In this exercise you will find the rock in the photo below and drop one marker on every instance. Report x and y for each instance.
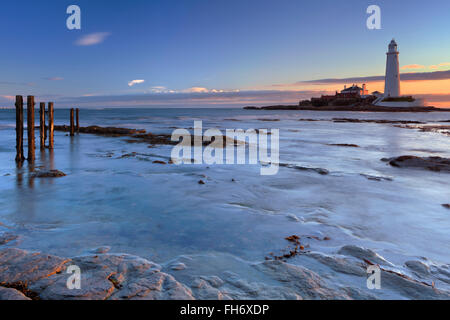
(418, 267)
(344, 145)
(178, 266)
(103, 276)
(293, 217)
(376, 178)
(6, 237)
(428, 163)
(362, 254)
(12, 294)
(338, 264)
(410, 288)
(305, 283)
(101, 250)
(23, 266)
(48, 174)
(320, 171)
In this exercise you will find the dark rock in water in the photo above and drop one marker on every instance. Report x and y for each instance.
(107, 131)
(376, 178)
(343, 145)
(352, 120)
(6, 237)
(320, 171)
(48, 174)
(12, 294)
(429, 163)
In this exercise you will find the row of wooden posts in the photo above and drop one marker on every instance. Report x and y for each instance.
(42, 127)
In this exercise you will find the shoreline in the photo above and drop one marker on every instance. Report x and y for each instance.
(34, 275)
(368, 108)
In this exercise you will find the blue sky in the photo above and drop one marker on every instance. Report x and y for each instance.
(211, 46)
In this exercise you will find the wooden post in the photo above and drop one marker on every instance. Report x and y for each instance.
(30, 128)
(51, 125)
(42, 124)
(78, 120)
(72, 125)
(19, 129)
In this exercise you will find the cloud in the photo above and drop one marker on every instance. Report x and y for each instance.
(440, 65)
(53, 78)
(412, 66)
(92, 39)
(413, 76)
(183, 98)
(133, 82)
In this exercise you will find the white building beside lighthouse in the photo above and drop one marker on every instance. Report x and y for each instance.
(392, 81)
(391, 96)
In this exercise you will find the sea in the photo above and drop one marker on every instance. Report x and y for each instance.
(114, 194)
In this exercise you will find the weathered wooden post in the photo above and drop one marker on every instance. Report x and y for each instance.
(51, 125)
(72, 125)
(30, 128)
(42, 124)
(19, 129)
(78, 120)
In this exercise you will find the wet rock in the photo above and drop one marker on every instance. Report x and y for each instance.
(343, 145)
(338, 264)
(428, 163)
(101, 250)
(104, 276)
(11, 294)
(352, 120)
(304, 282)
(443, 129)
(114, 277)
(362, 254)
(178, 266)
(418, 267)
(23, 266)
(48, 174)
(293, 217)
(320, 171)
(411, 288)
(105, 131)
(6, 237)
(376, 178)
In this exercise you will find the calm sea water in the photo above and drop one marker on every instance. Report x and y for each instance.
(161, 212)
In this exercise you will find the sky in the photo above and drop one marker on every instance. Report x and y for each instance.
(222, 53)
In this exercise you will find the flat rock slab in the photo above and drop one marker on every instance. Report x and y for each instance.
(429, 163)
(35, 275)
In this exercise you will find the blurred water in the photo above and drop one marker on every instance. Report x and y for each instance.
(160, 212)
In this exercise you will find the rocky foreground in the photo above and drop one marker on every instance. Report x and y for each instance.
(26, 275)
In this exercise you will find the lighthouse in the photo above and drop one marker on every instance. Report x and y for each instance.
(392, 81)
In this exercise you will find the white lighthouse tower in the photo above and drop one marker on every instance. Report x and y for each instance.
(392, 81)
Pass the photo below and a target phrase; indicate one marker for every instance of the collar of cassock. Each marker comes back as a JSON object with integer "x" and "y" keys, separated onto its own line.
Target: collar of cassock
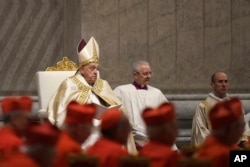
{"x": 138, "y": 86}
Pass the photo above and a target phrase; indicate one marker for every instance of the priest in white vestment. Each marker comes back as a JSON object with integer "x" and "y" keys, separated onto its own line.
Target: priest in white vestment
{"x": 85, "y": 87}
{"x": 201, "y": 125}
{"x": 137, "y": 96}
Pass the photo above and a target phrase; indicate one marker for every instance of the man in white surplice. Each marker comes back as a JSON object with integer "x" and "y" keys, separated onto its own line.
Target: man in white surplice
{"x": 137, "y": 96}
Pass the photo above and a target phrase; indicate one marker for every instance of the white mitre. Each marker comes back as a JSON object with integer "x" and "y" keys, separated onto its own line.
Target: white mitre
{"x": 88, "y": 53}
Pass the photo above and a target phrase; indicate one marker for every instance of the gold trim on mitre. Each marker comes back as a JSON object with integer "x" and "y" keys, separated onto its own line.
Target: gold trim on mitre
{"x": 90, "y": 53}
{"x": 63, "y": 65}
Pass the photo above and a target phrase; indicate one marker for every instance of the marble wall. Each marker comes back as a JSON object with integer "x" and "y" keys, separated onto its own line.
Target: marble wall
{"x": 185, "y": 41}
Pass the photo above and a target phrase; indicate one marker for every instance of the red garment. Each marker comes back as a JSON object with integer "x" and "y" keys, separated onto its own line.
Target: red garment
{"x": 9, "y": 140}
{"x": 65, "y": 146}
{"x": 159, "y": 154}
{"x": 18, "y": 159}
{"x": 108, "y": 152}
{"x": 216, "y": 151}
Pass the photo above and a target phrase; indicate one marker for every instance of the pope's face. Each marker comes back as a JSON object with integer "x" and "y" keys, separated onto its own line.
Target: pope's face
{"x": 143, "y": 76}
{"x": 90, "y": 72}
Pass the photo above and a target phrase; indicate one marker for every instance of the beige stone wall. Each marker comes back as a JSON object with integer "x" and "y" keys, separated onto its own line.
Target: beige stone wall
{"x": 185, "y": 41}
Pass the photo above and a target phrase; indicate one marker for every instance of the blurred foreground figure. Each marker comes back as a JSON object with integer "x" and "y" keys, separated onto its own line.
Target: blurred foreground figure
{"x": 75, "y": 130}
{"x": 162, "y": 130}
{"x": 16, "y": 112}
{"x": 115, "y": 129}
{"x": 227, "y": 124}
{"x": 38, "y": 151}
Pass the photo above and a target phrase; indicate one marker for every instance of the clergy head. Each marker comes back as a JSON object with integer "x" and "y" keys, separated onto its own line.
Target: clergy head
{"x": 115, "y": 126}
{"x": 161, "y": 123}
{"x": 88, "y": 56}
{"x": 142, "y": 74}
{"x": 227, "y": 121}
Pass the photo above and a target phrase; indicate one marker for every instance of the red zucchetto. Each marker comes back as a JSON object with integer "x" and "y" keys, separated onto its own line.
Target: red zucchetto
{"x": 164, "y": 113}
{"x": 44, "y": 133}
{"x": 23, "y": 103}
{"x": 225, "y": 113}
{"x": 110, "y": 118}
{"x": 79, "y": 113}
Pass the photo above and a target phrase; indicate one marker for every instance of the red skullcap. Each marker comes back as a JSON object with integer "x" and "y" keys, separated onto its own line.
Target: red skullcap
{"x": 79, "y": 113}
{"x": 110, "y": 118}
{"x": 23, "y": 103}
{"x": 164, "y": 113}
{"x": 221, "y": 115}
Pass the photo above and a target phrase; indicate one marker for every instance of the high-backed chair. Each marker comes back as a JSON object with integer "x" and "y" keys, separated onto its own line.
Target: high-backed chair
{"x": 49, "y": 80}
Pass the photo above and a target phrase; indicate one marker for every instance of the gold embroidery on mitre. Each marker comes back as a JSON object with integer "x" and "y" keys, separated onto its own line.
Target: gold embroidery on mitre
{"x": 63, "y": 65}
{"x": 94, "y": 59}
{"x": 85, "y": 90}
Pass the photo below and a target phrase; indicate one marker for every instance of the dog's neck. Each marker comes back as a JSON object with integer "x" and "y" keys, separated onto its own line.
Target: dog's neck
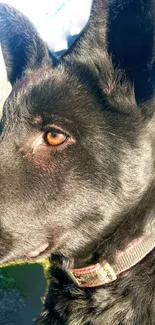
{"x": 103, "y": 272}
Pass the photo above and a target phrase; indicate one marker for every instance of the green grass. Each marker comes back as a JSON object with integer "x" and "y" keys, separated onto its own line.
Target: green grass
{"x": 22, "y": 275}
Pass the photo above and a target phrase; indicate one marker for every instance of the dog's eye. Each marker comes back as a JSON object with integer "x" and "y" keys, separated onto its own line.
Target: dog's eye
{"x": 55, "y": 137}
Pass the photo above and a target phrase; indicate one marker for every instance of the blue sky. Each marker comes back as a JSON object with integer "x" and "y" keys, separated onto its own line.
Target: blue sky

= WHAT TO WORK ON =
None of the pictures should appear; repeat the records exactly otherwise.

= RESPONSE =
In this exercise you will find the rock in the photo below and drop one marker on every instance. Report x and y for each instance.
(418, 267)
(344, 145)
(178, 266)
(103, 276)
(293, 217)
(376, 178)
(6, 237)
(428, 163)
(362, 254)
(12, 294)
(338, 264)
(410, 288)
(305, 283)
(101, 250)
(23, 266)
(48, 174)
(320, 171)
In this exercise you will find the dark rock in water in the photo above and drop one marker on every instance. Report x and y for each instance.
(107, 131)
(376, 178)
(343, 145)
(352, 120)
(6, 237)
(320, 171)
(48, 174)
(12, 294)
(429, 163)
In this exercise you will find the row of wooden posts in the photo above and drop one marker on every instance. Report x and y for each instance.
(42, 127)
In this exercise you will find the shoreline in the photo above and drop one marker on every instance. Report x and y for each instance.
(34, 275)
(368, 108)
In this exercise you will find the blue sky in the photo above and drop one marker on every instance. Report x and y for each instance.
(211, 46)
In this exercise you will find the wooden post in the photo above and drop one marker on every instance. Report x and y for each instance.
(30, 128)
(51, 125)
(42, 124)
(78, 120)
(72, 125)
(19, 129)
In this exercise you will find the cloud in the photo above and drop one marker on every instance. Report x and y for each instance.
(440, 65)
(53, 78)
(412, 66)
(92, 39)
(413, 76)
(183, 98)
(133, 82)
In this exercise you will find the white building beside lighthouse in the photo above and drop one marker on every instance. Report x and y for each instance.
(392, 81)
(391, 96)
In this exercise you will find the sea in the photo above and drop one marker on every instance. Report x and y for each instance.
(114, 194)
In this exercise you will find the weathered wooden post in the photo above and drop one marker on every instance. Report x and y for each instance.
(51, 125)
(72, 125)
(30, 128)
(42, 124)
(19, 129)
(78, 120)
In this exercise you will find the wet rock in the photo above and drop one marker on every instance. Report x and y for each instance.
(343, 145)
(338, 264)
(428, 163)
(101, 250)
(104, 276)
(11, 294)
(352, 120)
(304, 282)
(443, 129)
(114, 277)
(362, 254)
(178, 266)
(418, 267)
(23, 266)
(48, 174)
(293, 217)
(320, 171)
(411, 288)
(105, 131)
(6, 237)
(376, 178)
In this exercise you will find the calm sea water in the photo above and drop one marker on every instance. Report x and y for each instance.
(161, 212)
In this exercise you will find the sky in the photo above and drop one marker on every instance. Report x and y for each instance.
(222, 53)
In this exercise you will find the flat rock slab in the photo above and drop one marker on every instance. Report x and y for each instance.
(429, 163)
(35, 275)
In this exercise you will find the blurred water in the photo above and drop one marker on every instance. Report x and y for each instance.
(160, 212)
In this exercise you will find the rocky foreground in the photo above and drop one marker on every instance. Report x and y for each instance.
(26, 275)
In this exercise you will find the lighthouse in the photo above and drop one marker on every instance. Report x and y for each instance.
(392, 81)
In this exercise you will find the white lighthouse tower in the photo above and drop one marker on every instance. Report x and y for each instance.
(392, 81)
Pass the photo below and a target phrase; indicate one marker for every instance of the collar of cassock. Each marker comes back as a JSON object with integer "x" and "y" keys, separated onto its own line.
Target: collar of cassock
{"x": 138, "y": 86}
Pass the photo above and a target phrase; indicate one marker for every instance of the priest in white vestment. Each marker comes back as a JSON object with integer "x" and "y" keys, separated onto its own line.
Target: priest in white vestment
{"x": 85, "y": 87}
{"x": 201, "y": 125}
{"x": 137, "y": 96}
Pass the photo above and a target phrase; indicate one marker for every instance of the man in white surplice. Each marker comes back as a JSON object with integer "x" and "y" keys, separated onto its own line.
Target: man in white surplice
{"x": 137, "y": 96}
Pass the photo above and a target phrase; indicate one marker for every instance of the white mitre. Each marker comes back as a JSON object with integer "x" and "y" keys, separated onto its own line.
Target: white mitre
{"x": 88, "y": 53}
Pass the photo above and a target phrase; indicate one marker for every instance of the gold trim on mitre. Each marker comes back as a JSON object with integer "x" and "y" keys, separated onto its own line.
Target: gold trim on mitre
{"x": 90, "y": 53}
{"x": 63, "y": 65}
Pass the photo above and a target phrase; indicate one marker for every instance of the marble wall. Each marker comes back as a JSON object with integer "x" and "y" keys, separated onto its own line.
Target: marble wall
{"x": 185, "y": 41}
Pass the photo above and a target phrase; indicate one marker for every instance of the red garment. Each marker comes back as a JSON object with integer "x" and "y" keys, separated onto its own line.
Target: red garment
{"x": 9, "y": 140}
{"x": 65, "y": 146}
{"x": 159, "y": 154}
{"x": 18, "y": 159}
{"x": 108, "y": 152}
{"x": 216, "y": 151}
Pass the photo above and a target phrase; indicate one marker for every instance of the pope's face. Each marker comes back as a JSON object with integer "x" and "y" keys, separated onto its own line.
Target: pope's face
{"x": 143, "y": 76}
{"x": 90, "y": 72}
Pass the photo above and a target phrase; indicate one marker for every instance of the beige stone wall. Each marker comes back as a JSON object with integer "x" and "y" keys, separated onto its own line.
Target: beige stone wall
{"x": 185, "y": 41}
Pass the photo above and a target phrase; indicate one marker for every instance of the blurred foreground figure. Each marker comes back as a JSON object with integer "x" and "y" keys, separated onto its own line.
Target: blurred foreground figure
{"x": 75, "y": 130}
{"x": 162, "y": 130}
{"x": 16, "y": 112}
{"x": 115, "y": 129}
{"x": 227, "y": 124}
{"x": 38, "y": 151}
Pass the photo above and a target phrase; indicate one marker for every instance of the clergy head. Each marker comes back as a JSON object with integer "x" and "y" keys, separated onto its own line.
Target: clergy head
{"x": 115, "y": 126}
{"x": 161, "y": 123}
{"x": 88, "y": 56}
{"x": 142, "y": 74}
{"x": 227, "y": 121}
Pass the photo above and a target phrase; indicate one marker for every instance of the red zucchetto. Each marker comes back as a JSON object with integer "x" and "y" keys, separated onto its own line.
Target: red zucchetto
{"x": 164, "y": 113}
{"x": 44, "y": 133}
{"x": 23, "y": 103}
{"x": 225, "y": 113}
{"x": 110, "y": 118}
{"x": 79, "y": 113}
Pass the photo above and a target phrase; indicate one marker for every instance of the red skullcap. Each marker comes back as a JSON object with integer "x" and "y" keys, separated onto its own line.
Target: red skullcap
{"x": 79, "y": 113}
{"x": 110, "y": 118}
{"x": 23, "y": 103}
{"x": 164, "y": 113}
{"x": 221, "y": 115}
Pass the photo above and a target phrase; indicate one marker for every instance of the high-backed chair. Each marker comes back as a JSON object with integer "x" and "y" keys, separated onto its own line.
Target: high-backed chair
{"x": 49, "y": 80}
Pass the photo above and a target phrase; indicate one marker for every instance of the gold embroidery on mitre. Each marker comes back as a JSON object with integer "x" and "y" keys, separated onto its own line.
Target: gold embroidery on mitre
{"x": 63, "y": 65}
{"x": 94, "y": 59}
{"x": 85, "y": 90}
Pass the photo below and a target phrase; indicate one marker for every instance of the dog's neck. Each marker comes back as a JSON object with integer "x" and "y" keys, separated onto its own line.
Target: dog's neck
{"x": 103, "y": 272}
Pass the photo above and a target phrase; indicate one marker for every instance of the green grass. Each marker comes back as a JSON object with integer "x" and "y" keys, separated onto its own line.
Target: green grass
{"x": 22, "y": 275}
Pass the photo above and a target phrase; indicate one marker for every instance of the dog's eye. Each marker comes back as a JSON object with integer "x" and "y" keys, separated onto its own line.
Target: dog's eye
{"x": 55, "y": 137}
Pass the photo above and a target phrase; indicate one marker for every instance of the blue sky. Each marker comes back as a JSON object with integer "x" and "y" keys, separated onto its own line.
Target: blue sky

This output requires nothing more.